Collection entries

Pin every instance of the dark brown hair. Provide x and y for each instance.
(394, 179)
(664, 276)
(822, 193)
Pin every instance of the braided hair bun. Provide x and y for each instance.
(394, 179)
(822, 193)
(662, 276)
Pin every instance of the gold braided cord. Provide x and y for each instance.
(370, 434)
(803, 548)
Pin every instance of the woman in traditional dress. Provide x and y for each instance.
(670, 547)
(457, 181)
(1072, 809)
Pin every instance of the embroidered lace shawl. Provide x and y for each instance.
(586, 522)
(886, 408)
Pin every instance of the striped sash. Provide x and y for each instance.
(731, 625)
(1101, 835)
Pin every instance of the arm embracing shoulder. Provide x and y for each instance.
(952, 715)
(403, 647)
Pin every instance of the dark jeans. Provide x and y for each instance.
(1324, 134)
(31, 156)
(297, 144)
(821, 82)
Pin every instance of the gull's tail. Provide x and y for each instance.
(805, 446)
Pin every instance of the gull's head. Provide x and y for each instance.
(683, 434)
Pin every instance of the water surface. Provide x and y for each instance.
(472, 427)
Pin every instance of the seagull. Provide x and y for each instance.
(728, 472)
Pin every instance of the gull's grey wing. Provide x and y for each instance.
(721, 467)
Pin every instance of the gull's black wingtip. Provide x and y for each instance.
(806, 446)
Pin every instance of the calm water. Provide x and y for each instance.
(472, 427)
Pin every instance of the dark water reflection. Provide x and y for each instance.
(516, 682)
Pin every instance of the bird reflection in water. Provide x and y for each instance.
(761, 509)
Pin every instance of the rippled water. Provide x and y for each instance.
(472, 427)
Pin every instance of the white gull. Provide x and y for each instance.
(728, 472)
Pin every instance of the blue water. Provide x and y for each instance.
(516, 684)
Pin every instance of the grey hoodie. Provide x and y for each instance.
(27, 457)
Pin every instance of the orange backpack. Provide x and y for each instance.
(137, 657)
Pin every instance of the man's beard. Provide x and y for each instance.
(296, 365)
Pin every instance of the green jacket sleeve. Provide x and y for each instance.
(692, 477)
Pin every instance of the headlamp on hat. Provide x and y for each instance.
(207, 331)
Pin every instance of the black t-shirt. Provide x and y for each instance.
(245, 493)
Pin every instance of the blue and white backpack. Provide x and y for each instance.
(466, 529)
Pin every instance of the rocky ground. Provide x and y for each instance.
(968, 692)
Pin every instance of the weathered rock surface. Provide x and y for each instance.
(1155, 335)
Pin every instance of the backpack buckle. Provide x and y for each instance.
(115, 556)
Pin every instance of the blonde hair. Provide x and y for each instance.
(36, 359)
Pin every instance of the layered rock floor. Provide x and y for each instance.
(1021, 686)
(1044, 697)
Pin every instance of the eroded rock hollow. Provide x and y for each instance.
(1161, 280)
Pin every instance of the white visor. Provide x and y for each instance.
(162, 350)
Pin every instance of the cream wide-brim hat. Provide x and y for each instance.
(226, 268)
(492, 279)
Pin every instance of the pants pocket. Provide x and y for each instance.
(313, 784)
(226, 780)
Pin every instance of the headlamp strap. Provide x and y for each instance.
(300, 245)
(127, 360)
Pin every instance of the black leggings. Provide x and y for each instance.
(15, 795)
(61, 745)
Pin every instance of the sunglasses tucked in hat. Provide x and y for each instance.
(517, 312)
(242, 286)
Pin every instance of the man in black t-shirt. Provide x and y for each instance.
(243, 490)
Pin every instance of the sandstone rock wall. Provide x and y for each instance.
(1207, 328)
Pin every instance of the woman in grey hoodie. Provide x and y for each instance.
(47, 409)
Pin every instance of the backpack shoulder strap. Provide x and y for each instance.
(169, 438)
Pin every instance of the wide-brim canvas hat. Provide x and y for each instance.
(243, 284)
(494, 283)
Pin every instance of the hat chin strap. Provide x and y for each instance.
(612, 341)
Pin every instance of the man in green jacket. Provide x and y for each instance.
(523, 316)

• Exercise instructions: Output the lines above without any changes, covering every record from start to finish.

• The answer:
Pin every instance of the dark brown hair. Provide x and y for each instance.
(394, 179)
(664, 276)
(822, 193)
Pin every instance of the braided hair bun. Provide x and y for each instance.
(394, 179)
(822, 193)
(662, 276)
Pin every instance of the gold braided cord. Provide x and y for each instance.
(370, 434)
(803, 548)
Pin every instance of the woman in traditional dress. Provide x and y for each instance.
(670, 547)
(457, 181)
(1072, 809)
Pin every instance of the embroidered lace shawl. Provide x and y for each instance.
(586, 522)
(886, 408)
Pin every instance of the striped sash. Provide x and y for each instance.
(731, 625)
(1101, 835)
Pin every instance of the arm embracing shoulder. Provide x and y for each instance.
(952, 715)
(403, 647)
Pin every instance of the dark jeans. Provide x and y for each instance.
(1324, 134)
(31, 156)
(297, 144)
(821, 82)
Pin every instance of the gull's tail. Provide x and y for each instance.
(805, 446)
Pin every instance of the gull's head. Provide x and y for each instance.
(683, 434)
Pin every instance of the water surface. Provide x and y for each instance.
(472, 427)
Pin every instance of the seagull. Provide x and y for each instance.
(728, 472)
Pin every instance of the gull's grey wing. Provide x and y for each instance.
(721, 467)
Pin every instance of the gull's black wingtip. Provide x and y for each instance.
(806, 446)
Pin every instance of the calm water. Provide x and y for each instance.
(472, 427)
Pin every instance of the dark water reflection. Provide x and y for each instance.
(516, 682)
Pin every instance of the bird reflection in water. Provide x and y for each instance.
(761, 509)
Pin every instance of the rippled water. Provide x and y for each instance.
(472, 427)
Pin every instance of the white gull. Provide x and y for each instance.
(728, 472)
Pin every instance of the blue water. Provide x and y for each instance.
(516, 684)
Pin every instance of the grey hoodie. Provide x and y for each instance.
(27, 457)
Pin every instance of the orange backpack. Provide x and y for each instance.
(137, 657)
Pin every instance of the man's beard. Provide x and y for each instance.
(296, 365)
Pin every instance of the green jacket sleeve. Provide x and y for each instance.
(692, 477)
Pin every instance of the headlamp on hat. Provide x and y for each instance.
(207, 331)
Pin every instance of the black t-shirt. Provide x and y for each instance.
(245, 493)
Pin every instance of the blue and white backpack. Provide x and y for each instance.
(466, 529)
Pin every instance of the rocky ground. Provide x and y for each instance.
(968, 692)
Pin every instance of the weathered rock surface. Provide x and y for each instance.
(1155, 335)
Pin every instance of the backpack buckle. Provide x and y for each instance.
(115, 556)
Pin every instance of the blonde hair. Provide x and y for each instance.
(36, 359)
Pin every instance of the layered rock floor. Provide x and y for each instance.
(1021, 686)
(1044, 697)
Pin every instance of the eroded rock hollow. Provide x and y for each instance.
(1161, 280)
Pin every instance of the white visor. Provide x and y for each instance.
(162, 350)
Pin every instance of the cream wide-brim hat. Provide x and y for each instance.
(226, 268)
(492, 279)
Pin every instance of the pants pocket. Provide x and y for each instance.
(313, 784)
(226, 780)
Pin every instance of the headlamp strap. Provide x and y for each instance.
(300, 245)
(127, 360)
Pin every instance of the black leggings. Provide x and y for each instance.
(15, 795)
(61, 745)
Pin every instance of the sunglasses tucked in hat. Provide x and y for each instance.
(517, 312)
(242, 286)
Pin every instance of the man in black t-shirt. Provide x and y for each instance.
(243, 490)
Pin every instance of the sandstone rock wall. Provide x and y for each instance.
(1207, 328)
Pin every instance of the woman in grey hoodie. Provide x and y for each instance.
(47, 409)
Pin every instance of the backpack shoulder strap. Provide x and y for each instance.
(169, 438)
Pin every instance of the wide-brim canvas hat. Provide x and y for each instance.
(243, 284)
(494, 283)
Pin every instance of the hat chin strap. Provide x and y for each instance.
(612, 341)
Pin every instance of the man in green jacket. Provide x and y for each instance.
(523, 316)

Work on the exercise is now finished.